Data:
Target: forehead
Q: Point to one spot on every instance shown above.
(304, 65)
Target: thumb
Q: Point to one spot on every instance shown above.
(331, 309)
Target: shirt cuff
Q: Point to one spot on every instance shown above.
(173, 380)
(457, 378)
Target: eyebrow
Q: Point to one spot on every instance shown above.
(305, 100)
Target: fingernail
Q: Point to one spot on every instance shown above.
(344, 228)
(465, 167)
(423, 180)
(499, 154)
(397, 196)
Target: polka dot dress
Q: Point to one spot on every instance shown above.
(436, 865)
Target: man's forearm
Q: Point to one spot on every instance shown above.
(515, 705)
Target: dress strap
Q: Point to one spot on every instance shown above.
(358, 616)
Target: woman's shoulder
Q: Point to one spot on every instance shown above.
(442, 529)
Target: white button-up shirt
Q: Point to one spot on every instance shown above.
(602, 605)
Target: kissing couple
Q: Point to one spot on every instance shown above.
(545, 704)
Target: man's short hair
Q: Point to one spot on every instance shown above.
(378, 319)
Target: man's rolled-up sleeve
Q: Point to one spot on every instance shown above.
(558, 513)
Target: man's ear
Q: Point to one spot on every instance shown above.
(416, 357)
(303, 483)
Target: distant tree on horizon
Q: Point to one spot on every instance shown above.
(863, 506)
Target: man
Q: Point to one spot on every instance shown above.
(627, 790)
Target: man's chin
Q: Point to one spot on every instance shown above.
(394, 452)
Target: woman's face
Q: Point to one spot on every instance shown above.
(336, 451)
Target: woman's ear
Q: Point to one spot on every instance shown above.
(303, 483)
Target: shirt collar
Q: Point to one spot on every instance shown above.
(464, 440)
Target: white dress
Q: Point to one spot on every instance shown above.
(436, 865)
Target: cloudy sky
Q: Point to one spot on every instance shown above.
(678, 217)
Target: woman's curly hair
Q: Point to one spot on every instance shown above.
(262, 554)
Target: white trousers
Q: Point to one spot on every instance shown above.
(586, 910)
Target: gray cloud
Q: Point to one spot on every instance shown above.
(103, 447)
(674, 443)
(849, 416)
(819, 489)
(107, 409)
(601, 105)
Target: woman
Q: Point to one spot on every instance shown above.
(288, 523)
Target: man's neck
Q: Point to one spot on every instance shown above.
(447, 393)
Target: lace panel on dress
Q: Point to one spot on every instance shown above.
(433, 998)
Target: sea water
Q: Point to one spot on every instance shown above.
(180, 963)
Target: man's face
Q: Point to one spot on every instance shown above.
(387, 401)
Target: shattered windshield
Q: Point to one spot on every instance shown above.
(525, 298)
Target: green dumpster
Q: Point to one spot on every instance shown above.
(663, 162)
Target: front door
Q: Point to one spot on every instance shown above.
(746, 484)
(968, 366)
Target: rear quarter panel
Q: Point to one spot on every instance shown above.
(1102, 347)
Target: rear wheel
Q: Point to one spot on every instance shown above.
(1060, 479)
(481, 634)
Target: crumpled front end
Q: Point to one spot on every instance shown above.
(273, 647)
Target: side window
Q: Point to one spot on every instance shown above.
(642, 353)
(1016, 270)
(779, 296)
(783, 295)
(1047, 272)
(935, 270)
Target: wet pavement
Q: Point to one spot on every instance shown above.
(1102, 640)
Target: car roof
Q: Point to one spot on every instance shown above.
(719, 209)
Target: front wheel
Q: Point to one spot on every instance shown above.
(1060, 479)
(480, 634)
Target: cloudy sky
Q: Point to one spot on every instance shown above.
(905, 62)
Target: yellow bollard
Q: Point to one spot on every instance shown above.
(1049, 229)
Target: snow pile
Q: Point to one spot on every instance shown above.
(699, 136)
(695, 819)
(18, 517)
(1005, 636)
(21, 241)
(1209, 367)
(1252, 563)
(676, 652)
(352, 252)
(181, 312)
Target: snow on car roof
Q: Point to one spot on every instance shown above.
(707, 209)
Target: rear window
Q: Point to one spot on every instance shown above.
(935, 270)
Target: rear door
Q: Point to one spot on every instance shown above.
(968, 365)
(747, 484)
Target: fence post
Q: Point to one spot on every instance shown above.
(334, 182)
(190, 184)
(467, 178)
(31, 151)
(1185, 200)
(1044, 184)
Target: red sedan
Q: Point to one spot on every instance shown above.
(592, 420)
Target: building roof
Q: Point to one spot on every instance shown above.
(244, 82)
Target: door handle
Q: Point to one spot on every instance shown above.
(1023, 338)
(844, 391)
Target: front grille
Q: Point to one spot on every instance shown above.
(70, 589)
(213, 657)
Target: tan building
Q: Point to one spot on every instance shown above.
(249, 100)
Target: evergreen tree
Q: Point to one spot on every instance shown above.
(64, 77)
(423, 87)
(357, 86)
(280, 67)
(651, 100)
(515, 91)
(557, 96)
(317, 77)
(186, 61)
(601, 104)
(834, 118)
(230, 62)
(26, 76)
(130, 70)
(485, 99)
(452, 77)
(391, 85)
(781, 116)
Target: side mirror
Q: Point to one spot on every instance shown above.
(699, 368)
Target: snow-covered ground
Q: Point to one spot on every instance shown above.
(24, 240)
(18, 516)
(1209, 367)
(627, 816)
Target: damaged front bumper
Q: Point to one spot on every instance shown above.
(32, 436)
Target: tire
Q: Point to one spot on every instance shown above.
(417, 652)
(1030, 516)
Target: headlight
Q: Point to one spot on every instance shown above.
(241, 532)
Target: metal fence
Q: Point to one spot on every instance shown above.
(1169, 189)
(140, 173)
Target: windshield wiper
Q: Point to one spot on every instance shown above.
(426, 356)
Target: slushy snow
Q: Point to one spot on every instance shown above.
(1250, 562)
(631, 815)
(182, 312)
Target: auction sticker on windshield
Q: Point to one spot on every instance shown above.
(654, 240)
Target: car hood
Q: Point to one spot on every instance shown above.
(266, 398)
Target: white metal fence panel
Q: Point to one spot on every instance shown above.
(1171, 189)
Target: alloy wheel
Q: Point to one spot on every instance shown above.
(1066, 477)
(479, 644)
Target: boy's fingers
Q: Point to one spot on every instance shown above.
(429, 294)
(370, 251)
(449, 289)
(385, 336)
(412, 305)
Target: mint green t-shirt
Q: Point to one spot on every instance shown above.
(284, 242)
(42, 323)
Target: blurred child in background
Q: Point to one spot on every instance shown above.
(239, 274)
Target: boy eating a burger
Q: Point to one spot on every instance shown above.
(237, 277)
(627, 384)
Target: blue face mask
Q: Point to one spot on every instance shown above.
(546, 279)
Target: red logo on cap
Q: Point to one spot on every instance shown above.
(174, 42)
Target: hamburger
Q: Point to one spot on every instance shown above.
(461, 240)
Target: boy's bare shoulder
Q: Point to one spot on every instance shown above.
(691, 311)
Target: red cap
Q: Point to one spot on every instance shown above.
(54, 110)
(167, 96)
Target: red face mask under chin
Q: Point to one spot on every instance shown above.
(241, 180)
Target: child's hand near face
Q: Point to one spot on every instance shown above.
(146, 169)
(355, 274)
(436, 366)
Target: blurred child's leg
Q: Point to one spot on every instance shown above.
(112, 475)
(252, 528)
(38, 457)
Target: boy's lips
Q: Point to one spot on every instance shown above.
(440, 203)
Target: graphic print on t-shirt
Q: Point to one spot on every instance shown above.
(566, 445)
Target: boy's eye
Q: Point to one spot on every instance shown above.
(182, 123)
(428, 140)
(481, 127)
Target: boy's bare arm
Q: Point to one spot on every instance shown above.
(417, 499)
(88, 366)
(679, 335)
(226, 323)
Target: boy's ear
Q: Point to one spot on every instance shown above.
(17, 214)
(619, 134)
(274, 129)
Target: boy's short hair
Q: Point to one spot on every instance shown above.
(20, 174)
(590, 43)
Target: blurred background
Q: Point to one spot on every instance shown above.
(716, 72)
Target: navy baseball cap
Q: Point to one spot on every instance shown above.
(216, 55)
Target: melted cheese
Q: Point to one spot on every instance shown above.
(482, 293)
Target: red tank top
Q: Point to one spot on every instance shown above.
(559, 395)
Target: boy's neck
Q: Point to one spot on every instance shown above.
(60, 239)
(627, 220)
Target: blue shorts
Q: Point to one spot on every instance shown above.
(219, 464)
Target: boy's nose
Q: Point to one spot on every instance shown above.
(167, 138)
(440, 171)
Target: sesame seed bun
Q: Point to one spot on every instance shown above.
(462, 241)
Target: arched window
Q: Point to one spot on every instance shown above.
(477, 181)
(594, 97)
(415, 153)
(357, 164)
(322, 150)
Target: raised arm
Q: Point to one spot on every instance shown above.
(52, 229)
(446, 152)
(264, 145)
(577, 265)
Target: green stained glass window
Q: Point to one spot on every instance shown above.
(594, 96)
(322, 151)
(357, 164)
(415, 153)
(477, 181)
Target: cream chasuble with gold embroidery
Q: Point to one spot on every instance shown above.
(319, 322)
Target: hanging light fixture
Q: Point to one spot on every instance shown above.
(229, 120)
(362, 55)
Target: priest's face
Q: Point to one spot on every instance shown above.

Task to complete: Please reproduce word for word the lines from the one containing "Target: priest's face" through the last line of the items, including both.

Answer to this problem:
Target: priest's face
Q: Point to one spot on every instance shown above.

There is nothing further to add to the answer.